## REQUIREMENTS
Set down every entry word for word. Omit the pictures.

Photo-based point labeling data:
▬▬▬
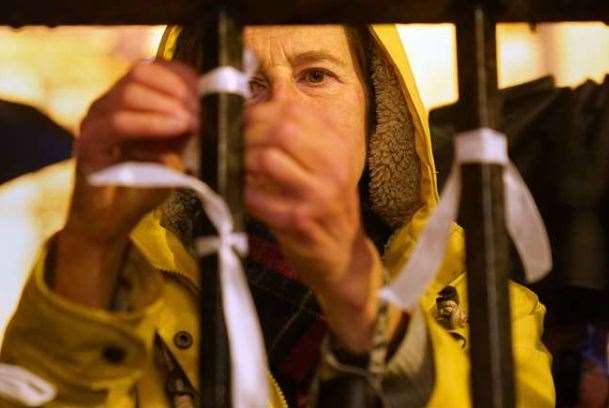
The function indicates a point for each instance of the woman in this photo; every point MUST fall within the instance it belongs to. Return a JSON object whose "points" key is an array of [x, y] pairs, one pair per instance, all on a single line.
{"points": [[338, 159]]}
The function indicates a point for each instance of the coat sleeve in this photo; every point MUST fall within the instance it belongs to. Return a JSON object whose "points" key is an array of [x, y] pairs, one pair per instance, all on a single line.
{"points": [[92, 356], [431, 367]]}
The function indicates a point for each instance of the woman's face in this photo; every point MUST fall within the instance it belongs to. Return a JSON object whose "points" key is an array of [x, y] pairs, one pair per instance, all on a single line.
{"points": [[313, 66]]}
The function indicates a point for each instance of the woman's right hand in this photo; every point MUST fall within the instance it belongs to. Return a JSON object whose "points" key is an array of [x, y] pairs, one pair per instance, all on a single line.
{"points": [[148, 115]]}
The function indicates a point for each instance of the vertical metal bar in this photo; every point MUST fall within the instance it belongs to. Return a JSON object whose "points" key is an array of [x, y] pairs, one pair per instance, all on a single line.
{"points": [[482, 216], [221, 167]]}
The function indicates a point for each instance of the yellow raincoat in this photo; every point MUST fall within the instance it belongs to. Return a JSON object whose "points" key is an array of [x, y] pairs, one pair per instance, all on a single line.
{"points": [[67, 343]]}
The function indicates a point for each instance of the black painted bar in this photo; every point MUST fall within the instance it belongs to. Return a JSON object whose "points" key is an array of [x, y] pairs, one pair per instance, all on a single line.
{"points": [[111, 12], [482, 216], [221, 164]]}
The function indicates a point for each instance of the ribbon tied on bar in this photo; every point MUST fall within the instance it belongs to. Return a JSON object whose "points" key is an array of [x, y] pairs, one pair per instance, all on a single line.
{"points": [[249, 370], [523, 221]]}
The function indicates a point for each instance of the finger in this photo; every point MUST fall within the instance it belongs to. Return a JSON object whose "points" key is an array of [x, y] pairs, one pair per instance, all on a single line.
{"points": [[138, 97], [144, 125], [273, 166], [172, 78], [155, 152]]}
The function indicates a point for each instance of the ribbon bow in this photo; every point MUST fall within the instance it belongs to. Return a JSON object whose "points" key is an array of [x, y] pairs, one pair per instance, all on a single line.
{"points": [[248, 357], [524, 223], [247, 352]]}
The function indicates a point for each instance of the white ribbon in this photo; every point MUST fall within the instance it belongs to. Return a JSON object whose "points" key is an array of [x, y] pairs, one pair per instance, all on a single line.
{"points": [[248, 357], [18, 384], [229, 79], [523, 221]]}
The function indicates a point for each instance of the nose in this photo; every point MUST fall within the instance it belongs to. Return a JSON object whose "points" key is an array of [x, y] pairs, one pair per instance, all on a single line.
{"points": [[284, 90]]}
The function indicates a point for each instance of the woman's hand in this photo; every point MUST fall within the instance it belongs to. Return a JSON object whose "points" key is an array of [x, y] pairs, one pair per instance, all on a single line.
{"points": [[301, 183], [148, 115]]}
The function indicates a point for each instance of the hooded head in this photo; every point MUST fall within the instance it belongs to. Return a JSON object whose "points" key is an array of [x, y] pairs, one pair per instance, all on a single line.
{"points": [[397, 178]]}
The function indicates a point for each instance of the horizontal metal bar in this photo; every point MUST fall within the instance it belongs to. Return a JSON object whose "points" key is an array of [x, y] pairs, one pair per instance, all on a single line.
{"points": [[113, 12]]}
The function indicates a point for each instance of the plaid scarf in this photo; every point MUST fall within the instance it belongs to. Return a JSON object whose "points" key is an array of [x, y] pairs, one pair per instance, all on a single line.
{"points": [[291, 320]]}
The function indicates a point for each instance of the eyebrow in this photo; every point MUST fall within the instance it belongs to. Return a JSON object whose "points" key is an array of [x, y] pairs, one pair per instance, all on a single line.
{"points": [[317, 56]]}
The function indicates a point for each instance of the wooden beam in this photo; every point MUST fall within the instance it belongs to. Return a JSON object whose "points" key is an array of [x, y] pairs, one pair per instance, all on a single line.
{"points": [[151, 12], [482, 216]]}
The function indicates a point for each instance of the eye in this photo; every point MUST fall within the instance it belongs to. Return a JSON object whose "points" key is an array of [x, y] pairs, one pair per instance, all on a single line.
{"points": [[316, 76]]}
▬▬▬
## SOLUTION TO THIS TASK
The function indicates a point for each instance of the woman in this photo; every point MUST fall within the instance it belongs to. Return a JSON object whose "points" key is an array of [x, y] pairs, one pair per instance, all on a single line.
{"points": [[338, 159]]}
The function indicates a point for each instance of the coat sleeve in this photo; every point MUST fall within the instance it belongs to. Return a JSON object whose "points" key is an array of [x, y] pairs, one pair per instance, all on a single line.
{"points": [[92, 356], [431, 367]]}
The function indicates a point for each instance of the woman's face in this photo; every point MUST fall within the instance it belongs to. Return a JSON object whose "points" key is an array of [x, y] pairs, one pair per instance, all on a single line.
{"points": [[313, 66]]}
The function indicates a point for each instance of the woman's right hand in this photo; every point MUST fall within the instance it belongs to. Return a JSON object whose "points" key is an array of [x, y] pairs, one pair per instance, all on a single line.
{"points": [[148, 115]]}
The function indicates a point for each instance of the vertical metal bar in this photo; every point MUST fall within the instance it belongs to. Return a JSON object whose "points" key is an array of [x, y] pairs, one pair per instance, all on a single line.
{"points": [[482, 216], [221, 167]]}
The function indicates a point for each instance of the yellow raincoat in this photo; every point MUST fall within the instance it belongs to. Return a JSON object whose "points" key is an array of [x, y] pairs, one pair per instance, all on a single line.
{"points": [[67, 343]]}
The function indicates a point for each instance of the black painted bar in this photo; every point MUST fall within the instance it belongs to. Return a JSON object whose "points" key is an array of [x, y] pairs, one pair per instance, all on a single line.
{"points": [[111, 12], [482, 216], [221, 164]]}
The function indicates a point for each instance of the ribbon tied on bar in this photo; every point MUST fall within the instance it belongs to. Return a JSON object whose "points" key is an array of [x, y] pairs, one pair per instance, all on a single line.
{"points": [[249, 370], [523, 221]]}
The function indicates a point for each instance of the finger in this photo; every point MUST fall within the instance it belongs to. Return a JSON object whose "points" key is an array of [x, y] pairs, one pair per instance, all on a single line.
{"points": [[138, 97], [144, 125], [273, 166], [172, 78], [155, 152]]}
The function indicates a point for each instance of the ribbon bow in this photo; every point MUST fall within the instance it belongs to. Return a JSON object whose "points" key is an array of [x, y] pairs, one pair per instance, all on a single line.
{"points": [[248, 357], [524, 223], [247, 352]]}
The function indicates a point for each instance of the white ribbon in this photo; every point MUST fall within the instance it belongs to. Return a JSON object whose "points" key is an array of [x, y] pairs, one pair per instance, all on a single line.
{"points": [[248, 357], [18, 384], [229, 79], [523, 221]]}
The function indicates a point for each instance of the nose in this photo; every point MUST fall within the instance it belongs to. Return a JSON object whose "points" key is an array of [x, y] pairs, one pair per instance, all on a single line.
{"points": [[284, 90]]}
The function indicates a point for each instance of the woman's hand in this photo; every point MUST fall within the instance it belongs to. Return a JSON object whose "points" key is an array of [x, y] pairs, one pair per instance, all on a single line.
{"points": [[301, 183], [148, 115]]}
The function indicates a point for each instance of the hooded head in this photo; every point MUST fall within the instance it belongs to. Return a JSON object whose "points" key is an array of [x, y] pairs, one pair per instance, all on a single line.
{"points": [[397, 178]]}
The function indicates a point for each instance of the horizontal metal bar in this photo; every point MUST fall within the instance it belongs to. Return a JSON object whose "points" key is an array of [x, y] pairs, one pair per instance, all on a single line.
{"points": [[113, 12]]}
The function indicates a point for each instance of the plaid scarf in this photo; every point MUST fall within the instance it belongs to. Return a JSON object whose "points" key is an array of [x, y] pairs, one pair per instance, all on a single line.
{"points": [[291, 320]]}
The function indicates a point for each instance of the eyebrow in this photo; every point MUST fall within the instance it belongs to. Return a JSON object whose "points" key is an array of [x, y] pairs, one pair per instance, all on a single line.
{"points": [[317, 56]]}
The function indicates a point for each instance of the wooden beam in this photo; every point MUST fall within the instance it belongs to. Return a JSON object whose "points" key is an array of [x, y] pairs, one pair per instance, all on a single line.
{"points": [[151, 12], [482, 216]]}
The function indicates a point for each instance of the eye in this photo; every point MUST fall within the instance it belongs to. Return a JSON object whose "points" key is an array of [x, y] pairs, one pair per instance, all on a single line.
{"points": [[316, 76]]}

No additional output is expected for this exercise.